- [Tasks for this exercise]
a – Using the article on South Korea's decision to end its military intelligence-sharing agreement with Japan, answer these:
(i) Before which deadline will Seoul inform Tokyo of its decision?
(ii) In what is the dispute between South Korea and Japan rooted?
(iii) When was the General Security of Military Information Agreement signed?
b – Resume the article on South Korea's decision to end its military intelligence-sharing agreement with Japan, starting after its final sentence.

- [Selected text]
--- begin ---

Thursday, 22 August 2019 23:24 WIB

Global


In an escalation of its bitter dispute with Japan, South Korea decided Thursday to scrap a military intelligence sharing agreement with Tokyo, opening a new divide in trilateral security cooperation between the U.S., Japan, and South Korea.

South Korea’s presidential Blue House said Thursday it is not in its national interest to continue a deal signed for the purpose of exchanging sensitive military information with Japan. Seoul will inform Tokyo of its decision before the Saturday deadline to renew the General Security of Military Information Agreement, or GISOMIA, the South Korean statement said.

The decision will worsen tensions between South Korea and Japan, who are involved in a dispute rooted in Japan’s use of forced labor during its colonial occupation of Korea. The move also threatens to further upend security cooperation on U.S. priorities such as North Korea and China.

In announcing its decision, South Korea cited Japan’s recent decision to remove Seoul from its list of trusted trade partners. "The rationale was that a national security problem had arisen due to a breach of trust, yet no concrete evidence to support those allegations was presented," the Blue House statement said. "Under these circumstances, the Government of the Republic of Korea decided that maintaining this Agreement, which was signed to facilitate the exchange of sensitive military information, does not serve our national interest," it added.

The General Security of Military Information Agreement, or GSOMIA, was signed in November 2016.

--- end ---

- [Information provided]

--- begin ---

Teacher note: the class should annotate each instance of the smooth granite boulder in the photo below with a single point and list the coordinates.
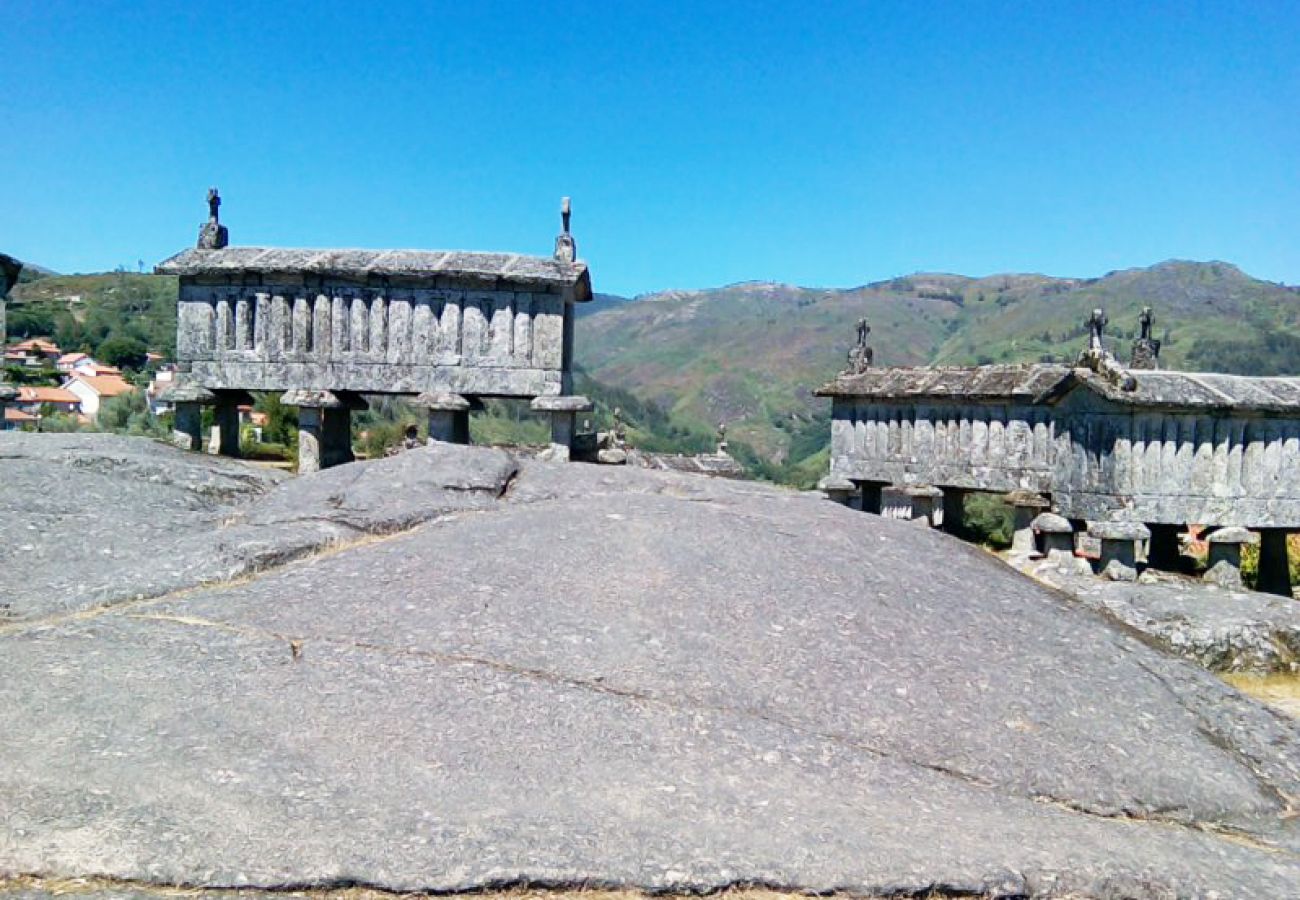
(502, 673)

--- end ---

- [Results of the exercise]
a –
(i) Before the Saturday deadline to renew the agreement.
(ii) Japan's use of forced labor during its colonial occupation of Korea.
(iii) November 2016.

b –
“I hope there is no impact on policies but there will be an impact on military and intelligence operations,” says David Maxwell, a former U.S. special forces colonel in the U.S. Army, who served in South Korea. “Information will be shared through the US middle man unless South Korea or Japan makes the situation worse by adding caveats such as the information they provide cannot be shared with a third party.”

South Korea’s Foreign Minister Kang Kyung-wha said the decision to withdraw from GSOMIA is a “separate issue from the South Korea-U.S. alliance,” according to South Korea’s Yonhap news agency. The decision, she says, was made due to a “trust issue” between Seoul and Tokyo, Yonhap reported.

But the move cannot be separated from Seoul’s alliance with Washington, insists Maxwell, now with the Washington-based Foundation for Defense of Democracies. “It damages the national security of all three countries though South Korea suffers the worst,” he said.

The U.S. military did not immediately respond to VOA requests for comment.